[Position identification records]
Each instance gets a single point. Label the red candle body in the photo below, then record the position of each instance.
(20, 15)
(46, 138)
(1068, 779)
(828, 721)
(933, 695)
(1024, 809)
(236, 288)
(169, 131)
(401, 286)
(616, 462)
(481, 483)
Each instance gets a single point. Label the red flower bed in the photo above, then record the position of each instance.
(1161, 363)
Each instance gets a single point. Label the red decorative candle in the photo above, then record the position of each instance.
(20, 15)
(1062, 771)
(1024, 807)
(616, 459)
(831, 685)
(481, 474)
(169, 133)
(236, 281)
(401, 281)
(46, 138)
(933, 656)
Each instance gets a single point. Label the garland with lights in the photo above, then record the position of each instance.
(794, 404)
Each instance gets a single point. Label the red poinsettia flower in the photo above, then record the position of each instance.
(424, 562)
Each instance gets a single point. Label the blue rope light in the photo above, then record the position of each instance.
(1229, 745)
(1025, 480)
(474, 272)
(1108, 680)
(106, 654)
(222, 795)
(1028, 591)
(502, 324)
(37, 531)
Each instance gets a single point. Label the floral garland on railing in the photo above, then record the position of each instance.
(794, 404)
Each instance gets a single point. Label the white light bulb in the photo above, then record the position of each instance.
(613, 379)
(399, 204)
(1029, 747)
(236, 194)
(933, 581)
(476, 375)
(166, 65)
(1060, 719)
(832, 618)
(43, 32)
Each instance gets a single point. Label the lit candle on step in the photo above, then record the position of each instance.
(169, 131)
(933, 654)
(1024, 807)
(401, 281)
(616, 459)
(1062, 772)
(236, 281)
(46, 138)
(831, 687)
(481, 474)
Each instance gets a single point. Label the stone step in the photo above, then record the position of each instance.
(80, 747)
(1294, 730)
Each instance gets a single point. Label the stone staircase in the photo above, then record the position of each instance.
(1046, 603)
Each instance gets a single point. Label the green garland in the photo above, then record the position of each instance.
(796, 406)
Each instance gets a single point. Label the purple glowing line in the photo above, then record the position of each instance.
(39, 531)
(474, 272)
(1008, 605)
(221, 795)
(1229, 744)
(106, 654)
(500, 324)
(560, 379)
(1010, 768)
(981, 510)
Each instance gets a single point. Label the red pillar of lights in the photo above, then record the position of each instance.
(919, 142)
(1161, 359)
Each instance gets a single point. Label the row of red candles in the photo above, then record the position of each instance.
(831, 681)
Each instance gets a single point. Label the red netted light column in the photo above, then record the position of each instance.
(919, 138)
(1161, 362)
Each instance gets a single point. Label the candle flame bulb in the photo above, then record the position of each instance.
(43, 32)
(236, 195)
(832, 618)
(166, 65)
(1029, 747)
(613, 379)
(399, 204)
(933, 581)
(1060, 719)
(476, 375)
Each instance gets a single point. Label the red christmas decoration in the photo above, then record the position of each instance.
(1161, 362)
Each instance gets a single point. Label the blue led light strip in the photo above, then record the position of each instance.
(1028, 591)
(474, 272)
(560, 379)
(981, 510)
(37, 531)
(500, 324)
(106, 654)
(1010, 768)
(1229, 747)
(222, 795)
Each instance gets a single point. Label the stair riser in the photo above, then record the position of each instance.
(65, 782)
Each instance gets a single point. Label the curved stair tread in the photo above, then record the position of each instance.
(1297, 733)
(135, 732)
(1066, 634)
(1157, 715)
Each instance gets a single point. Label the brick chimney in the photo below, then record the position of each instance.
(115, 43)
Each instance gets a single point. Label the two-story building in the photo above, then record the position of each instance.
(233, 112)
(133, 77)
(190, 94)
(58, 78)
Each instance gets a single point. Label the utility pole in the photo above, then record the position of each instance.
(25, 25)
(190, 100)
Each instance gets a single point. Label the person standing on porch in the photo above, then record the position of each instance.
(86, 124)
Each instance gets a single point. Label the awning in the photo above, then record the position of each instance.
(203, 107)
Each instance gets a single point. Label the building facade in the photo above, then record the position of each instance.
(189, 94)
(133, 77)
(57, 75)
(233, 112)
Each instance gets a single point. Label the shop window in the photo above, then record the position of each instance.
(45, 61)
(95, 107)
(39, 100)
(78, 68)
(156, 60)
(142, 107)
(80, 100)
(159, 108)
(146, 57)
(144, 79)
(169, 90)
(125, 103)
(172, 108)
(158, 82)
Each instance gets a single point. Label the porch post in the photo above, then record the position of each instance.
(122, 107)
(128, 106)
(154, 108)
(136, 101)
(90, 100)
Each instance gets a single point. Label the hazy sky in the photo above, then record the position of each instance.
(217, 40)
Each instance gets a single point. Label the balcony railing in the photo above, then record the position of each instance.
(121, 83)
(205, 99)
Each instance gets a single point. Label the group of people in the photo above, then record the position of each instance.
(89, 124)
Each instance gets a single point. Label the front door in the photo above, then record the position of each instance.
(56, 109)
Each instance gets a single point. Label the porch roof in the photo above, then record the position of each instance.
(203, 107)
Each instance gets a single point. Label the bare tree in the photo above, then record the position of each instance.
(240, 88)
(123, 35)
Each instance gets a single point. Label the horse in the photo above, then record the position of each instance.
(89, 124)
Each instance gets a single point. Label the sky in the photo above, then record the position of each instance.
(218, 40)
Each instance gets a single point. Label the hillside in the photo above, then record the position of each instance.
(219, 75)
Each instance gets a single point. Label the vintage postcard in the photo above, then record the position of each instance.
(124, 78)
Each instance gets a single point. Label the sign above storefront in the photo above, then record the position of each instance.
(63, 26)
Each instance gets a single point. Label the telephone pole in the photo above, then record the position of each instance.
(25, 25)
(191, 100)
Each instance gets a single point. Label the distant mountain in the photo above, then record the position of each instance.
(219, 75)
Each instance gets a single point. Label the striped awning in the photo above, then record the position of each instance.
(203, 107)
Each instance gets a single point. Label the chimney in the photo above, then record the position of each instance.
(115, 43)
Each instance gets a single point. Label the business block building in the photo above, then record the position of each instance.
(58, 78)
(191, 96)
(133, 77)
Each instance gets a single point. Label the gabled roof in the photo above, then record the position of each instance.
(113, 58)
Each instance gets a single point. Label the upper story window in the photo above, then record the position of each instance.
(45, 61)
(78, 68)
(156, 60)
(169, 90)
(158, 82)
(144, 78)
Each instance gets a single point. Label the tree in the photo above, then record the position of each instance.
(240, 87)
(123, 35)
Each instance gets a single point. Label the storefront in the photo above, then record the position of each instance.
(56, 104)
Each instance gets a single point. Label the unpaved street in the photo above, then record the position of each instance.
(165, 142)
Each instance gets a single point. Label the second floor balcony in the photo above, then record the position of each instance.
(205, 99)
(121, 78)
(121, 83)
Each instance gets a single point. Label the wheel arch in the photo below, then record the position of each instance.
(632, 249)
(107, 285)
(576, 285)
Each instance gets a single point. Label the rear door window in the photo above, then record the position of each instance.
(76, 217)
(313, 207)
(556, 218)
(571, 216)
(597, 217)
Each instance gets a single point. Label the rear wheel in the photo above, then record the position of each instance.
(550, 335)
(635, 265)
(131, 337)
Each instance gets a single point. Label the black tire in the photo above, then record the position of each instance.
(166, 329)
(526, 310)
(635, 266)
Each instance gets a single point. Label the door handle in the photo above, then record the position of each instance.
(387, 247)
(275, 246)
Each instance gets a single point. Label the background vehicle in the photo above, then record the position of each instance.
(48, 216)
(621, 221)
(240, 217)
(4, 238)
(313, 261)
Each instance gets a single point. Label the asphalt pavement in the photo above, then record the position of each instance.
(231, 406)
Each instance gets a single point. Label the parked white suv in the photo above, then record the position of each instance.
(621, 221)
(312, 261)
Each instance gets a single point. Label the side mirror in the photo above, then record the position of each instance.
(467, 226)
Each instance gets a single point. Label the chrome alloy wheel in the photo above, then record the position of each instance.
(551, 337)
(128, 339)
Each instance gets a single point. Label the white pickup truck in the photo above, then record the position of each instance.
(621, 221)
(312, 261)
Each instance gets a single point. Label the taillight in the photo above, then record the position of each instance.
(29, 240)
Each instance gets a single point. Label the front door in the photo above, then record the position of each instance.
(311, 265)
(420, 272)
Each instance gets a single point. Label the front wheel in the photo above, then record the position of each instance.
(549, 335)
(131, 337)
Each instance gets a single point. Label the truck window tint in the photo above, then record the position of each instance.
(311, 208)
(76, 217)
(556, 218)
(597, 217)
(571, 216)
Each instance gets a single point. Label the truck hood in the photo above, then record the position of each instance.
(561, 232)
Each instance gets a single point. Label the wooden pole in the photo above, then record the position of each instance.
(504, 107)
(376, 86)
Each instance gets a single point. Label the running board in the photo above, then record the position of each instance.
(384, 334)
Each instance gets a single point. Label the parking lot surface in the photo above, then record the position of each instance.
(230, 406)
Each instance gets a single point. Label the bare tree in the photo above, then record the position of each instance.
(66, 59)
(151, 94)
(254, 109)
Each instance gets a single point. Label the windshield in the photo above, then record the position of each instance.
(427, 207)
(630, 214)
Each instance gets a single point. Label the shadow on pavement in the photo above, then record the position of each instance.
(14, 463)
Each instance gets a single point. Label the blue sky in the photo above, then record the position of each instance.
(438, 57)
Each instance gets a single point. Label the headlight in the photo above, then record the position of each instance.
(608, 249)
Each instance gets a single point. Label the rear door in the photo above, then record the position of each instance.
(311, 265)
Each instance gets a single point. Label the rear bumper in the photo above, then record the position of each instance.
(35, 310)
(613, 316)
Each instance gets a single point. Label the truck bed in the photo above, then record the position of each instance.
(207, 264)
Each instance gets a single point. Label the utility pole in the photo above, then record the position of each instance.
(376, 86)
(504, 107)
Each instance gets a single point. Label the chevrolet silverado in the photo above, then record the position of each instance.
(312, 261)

**Task to carry out**. Extract, unchanged, the closing run of lines that opens with the line containing "Each instance gets a single point. Label the windshield" and ends with the last line.

**Solution to this problem**.
Each instance gets a single point. Label the windshield in the photo above, then record the position of each instance.
(427, 207)
(630, 214)
Each instance gets a single point. Label the shadow on pavement in the photo above, then record the position of each instance.
(14, 463)
Each instance gets a single point. Label the blue sky in the photo above, then record the position of each instance.
(438, 57)
Each instance gets a single point. Label the headlight in the photo above, then record the position of each instance.
(608, 249)
Each instance gets a single point. Label the rear door in the photo above, then record the position of each instance.
(311, 265)
Each instance gets a single point. Label the rear bumper in the photo above, then record the position of each instance.
(35, 310)
(613, 316)
Each instance gets a single point. Label the truck bed in the photo above, then record the position of each instance.
(207, 264)
Each instance gets a single point. Label the utility pole in the photo above, then record the position of each instance.
(376, 86)
(504, 107)
Each instance gets a single point. Label the chevrolet silverado in the photo above, then record the position of each instance.
(312, 261)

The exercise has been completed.